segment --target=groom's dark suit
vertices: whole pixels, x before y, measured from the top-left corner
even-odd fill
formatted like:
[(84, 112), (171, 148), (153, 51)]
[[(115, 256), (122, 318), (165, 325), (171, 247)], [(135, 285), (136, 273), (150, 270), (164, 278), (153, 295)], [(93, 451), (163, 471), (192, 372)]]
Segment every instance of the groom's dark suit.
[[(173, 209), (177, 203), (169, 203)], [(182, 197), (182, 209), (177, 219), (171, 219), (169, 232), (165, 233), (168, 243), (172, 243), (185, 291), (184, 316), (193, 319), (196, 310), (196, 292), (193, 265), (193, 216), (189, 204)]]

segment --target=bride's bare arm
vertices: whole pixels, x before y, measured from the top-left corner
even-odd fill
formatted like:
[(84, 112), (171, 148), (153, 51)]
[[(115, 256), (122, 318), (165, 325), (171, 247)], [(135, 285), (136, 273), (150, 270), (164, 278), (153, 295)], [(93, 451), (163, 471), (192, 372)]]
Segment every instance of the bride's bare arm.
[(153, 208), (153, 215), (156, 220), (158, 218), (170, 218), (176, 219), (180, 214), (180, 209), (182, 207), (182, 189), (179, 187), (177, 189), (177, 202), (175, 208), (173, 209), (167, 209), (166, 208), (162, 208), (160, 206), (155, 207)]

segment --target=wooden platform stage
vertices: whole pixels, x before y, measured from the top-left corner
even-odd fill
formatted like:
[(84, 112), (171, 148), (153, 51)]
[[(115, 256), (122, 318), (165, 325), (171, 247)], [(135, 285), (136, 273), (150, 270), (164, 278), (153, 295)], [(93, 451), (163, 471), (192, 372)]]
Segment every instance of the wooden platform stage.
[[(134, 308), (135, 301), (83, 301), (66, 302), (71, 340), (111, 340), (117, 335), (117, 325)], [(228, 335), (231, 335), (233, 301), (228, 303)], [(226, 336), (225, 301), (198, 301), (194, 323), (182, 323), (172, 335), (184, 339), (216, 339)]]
======
Do this — Copy all three items above word for word, from the first line to the last.

Answer to this task —
segment --target=groom's dark suit
vertices: whole pixels, x before y, measured from the top-left corner
even-odd fill
formatted like:
[(84, 112), (171, 148), (153, 51)]
[[(115, 256), (122, 318), (165, 325), (171, 247)], [(135, 285), (136, 273), (150, 270), (164, 278), (153, 295)], [(93, 451), (163, 471), (192, 372)]]
Segment every instance of the groom's dark suit.
[[(173, 209), (177, 203), (169, 203)], [(182, 197), (182, 209), (177, 219), (171, 219), (169, 232), (165, 233), (168, 243), (172, 243), (185, 291), (184, 316), (193, 319), (196, 310), (196, 292), (193, 265), (193, 216), (189, 204)]]

segment --target=bride's bare arm
vertices: whole pixels, x before y, measured from the top-left corner
even-odd fill
formatted like:
[(84, 112), (171, 148), (153, 51)]
[[(115, 256), (122, 318), (165, 325), (171, 247)], [(135, 285), (136, 273), (150, 270), (164, 278), (153, 295)], [(93, 451), (163, 471), (192, 372)]]
Segment every instance of the bride's bare arm.
[(153, 208), (153, 215), (156, 220), (158, 218), (170, 218), (176, 219), (180, 214), (180, 209), (182, 207), (182, 189), (179, 187), (177, 189), (177, 202), (175, 208), (173, 209), (167, 209), (166, 208), (162, 208), (160, 206), (155, 207)]

segment --target=wooden platform stage
vertices: whole pixels, x before y, measured from the top-left corner
even-odd fill
formatted like:
[(84, 112), (171, 148), (153, 51)]
[[(115, 256), (122, 318), (165, 325), (171, 247)], [(135, 285), (136, 273), (150, 270), (164, 278), (153, 295)], [(93, 451), (163, 471), (192, 372)]]
Segment every instance of the wooden platform stage.
[[(134, 308), (135, 301), (83, 301), (66, 302), (71, 340), (111, 340), (117, 335), (117, 325)], [(228, 335), (231, 335), (233, 301), (228, 303)], [(226, 336), (225, 301), (198, 301), (194, 323), (182, 323), (172, 335), (184, 339), (216, 339)]]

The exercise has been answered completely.